## SELECTED EXCERPT
● ● ● ● ●
If you are suffering from chronic Lyme disease, you should be in the care of a physician you trust, working with them to find a system of treatments that suits your body’s needs. In addition to medical care, those who suffer from chronic Lyme can help manage their condition on a day-to-day basis by choosing a diet that can combat the disease. What you eat and drink can assist in changing your body’s health, and its ability to fight any number of diseases.
“Lyme is a very complex disease, and involves many systems of the body, including the skin, heart, brain, and gut,” says Dr. Verma of Synergistiq Integrative Health. “The common thread here is weakened immunity, and the center for immunity is located in the gut, where there are over 100 trillion bacteria trying to regulate all the body's responses.”
There are three main categories of foods you should consider increasing in your diet if you suffer from chronic Lyme: anti-inflammatory foods, foods that support the immune system, and foods that can help improve gut health. The idea behind all of these is to assist cellular repair and improve energy levels.
So what does that look like? “A diet rich in fresh fruits and vegetables will naturally create an alkaline environment the body needs,” Dr. Verma tells us. But what you don’t eat is just as important as what you do: avoiding excessive alcohol and unnecessary sugars is a good idea for those whose immune systems are already compromised.
● ● ● ● ●
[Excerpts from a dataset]
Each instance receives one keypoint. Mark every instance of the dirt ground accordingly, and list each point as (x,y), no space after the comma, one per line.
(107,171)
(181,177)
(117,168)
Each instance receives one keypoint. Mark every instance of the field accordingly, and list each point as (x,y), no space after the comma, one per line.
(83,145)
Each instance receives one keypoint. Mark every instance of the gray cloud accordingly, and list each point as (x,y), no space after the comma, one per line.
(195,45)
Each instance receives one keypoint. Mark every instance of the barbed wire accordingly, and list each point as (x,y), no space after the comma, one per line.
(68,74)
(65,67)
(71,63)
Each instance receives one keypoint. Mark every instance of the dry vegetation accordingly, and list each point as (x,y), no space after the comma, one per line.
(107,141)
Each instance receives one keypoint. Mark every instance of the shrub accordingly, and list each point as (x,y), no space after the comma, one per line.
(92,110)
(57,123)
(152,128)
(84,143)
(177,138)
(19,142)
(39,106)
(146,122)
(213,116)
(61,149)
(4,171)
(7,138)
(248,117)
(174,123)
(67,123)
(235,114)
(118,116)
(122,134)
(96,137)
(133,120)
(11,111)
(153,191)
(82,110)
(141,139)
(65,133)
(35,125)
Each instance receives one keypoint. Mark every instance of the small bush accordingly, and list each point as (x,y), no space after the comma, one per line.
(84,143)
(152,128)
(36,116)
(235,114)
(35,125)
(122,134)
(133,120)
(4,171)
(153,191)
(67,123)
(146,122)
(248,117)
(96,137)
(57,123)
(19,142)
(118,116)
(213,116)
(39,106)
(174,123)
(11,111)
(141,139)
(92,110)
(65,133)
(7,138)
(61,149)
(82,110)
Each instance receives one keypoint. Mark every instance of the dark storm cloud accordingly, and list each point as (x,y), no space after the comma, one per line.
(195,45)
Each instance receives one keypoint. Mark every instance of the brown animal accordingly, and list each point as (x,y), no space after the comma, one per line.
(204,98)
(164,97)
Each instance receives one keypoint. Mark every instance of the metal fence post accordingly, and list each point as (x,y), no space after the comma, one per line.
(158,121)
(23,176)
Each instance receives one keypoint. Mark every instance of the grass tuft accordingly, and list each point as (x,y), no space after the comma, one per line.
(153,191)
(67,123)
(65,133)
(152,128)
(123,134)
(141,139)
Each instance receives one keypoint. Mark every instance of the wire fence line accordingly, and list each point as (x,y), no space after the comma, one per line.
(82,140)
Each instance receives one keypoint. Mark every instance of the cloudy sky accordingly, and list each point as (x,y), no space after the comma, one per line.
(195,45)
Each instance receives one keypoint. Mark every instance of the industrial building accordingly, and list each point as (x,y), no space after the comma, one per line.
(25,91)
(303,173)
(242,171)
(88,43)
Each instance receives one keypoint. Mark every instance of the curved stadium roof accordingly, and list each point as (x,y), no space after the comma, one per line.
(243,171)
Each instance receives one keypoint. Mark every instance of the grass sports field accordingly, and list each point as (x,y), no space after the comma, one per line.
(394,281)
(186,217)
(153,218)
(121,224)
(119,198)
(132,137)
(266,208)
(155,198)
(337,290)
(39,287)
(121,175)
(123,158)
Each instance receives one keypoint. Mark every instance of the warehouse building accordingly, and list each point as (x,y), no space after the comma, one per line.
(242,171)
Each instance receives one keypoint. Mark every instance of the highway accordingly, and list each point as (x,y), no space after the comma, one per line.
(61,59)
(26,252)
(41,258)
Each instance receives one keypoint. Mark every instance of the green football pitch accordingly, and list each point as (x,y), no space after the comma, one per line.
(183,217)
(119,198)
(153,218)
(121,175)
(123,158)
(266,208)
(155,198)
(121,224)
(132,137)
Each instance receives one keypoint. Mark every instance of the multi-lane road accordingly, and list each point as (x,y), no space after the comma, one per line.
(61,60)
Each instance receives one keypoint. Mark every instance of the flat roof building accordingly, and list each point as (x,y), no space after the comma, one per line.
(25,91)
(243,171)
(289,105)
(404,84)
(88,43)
● ● ● ● ●
## PROBLEM A
According to the text on diet and chronic Lyme disease, why does Dr. Verma direct attention to the gut? Answer in one to three sentences.
## PROBLEM B
Continue the text on diet and chronic Lyme disease after its final sentence.

## RESPONSE BOX A
Lyme disease involves many body systems, and the common thread among them is weakened immunity. Dr. Verma says the center for immunity is in the gut, where over 100 trillion bacteria try to regulate all the body's responses.

## RESPONSE BOX B
“Skip the sugars and carbs found in processed foods, as yeast thrive on those, and will further disrupt the bacterial gut flora,” Dr. Verma says.
We’ve collected some of the healthiest foods available for those suffering from chronic Lyme disease, which you may want to consider incorporating into your diet, although you should check with your doctor before making any major modifications.
The highest single source of Vitamin A available, sweet potatoes are excellent for boosting immune support. According to Harvard Health Publications, vitamin A plays a role in fighting infection, and vitamin A deficiency may lead to impaired immunity.
Chickpeas are jam-packed with Vitamin B6, a deficiency of which has been shown to inhibit immune response. An even better excuse to add these flavorful, healthy legumes to your diet? More chickpeas means more hummus. Yum, hummus.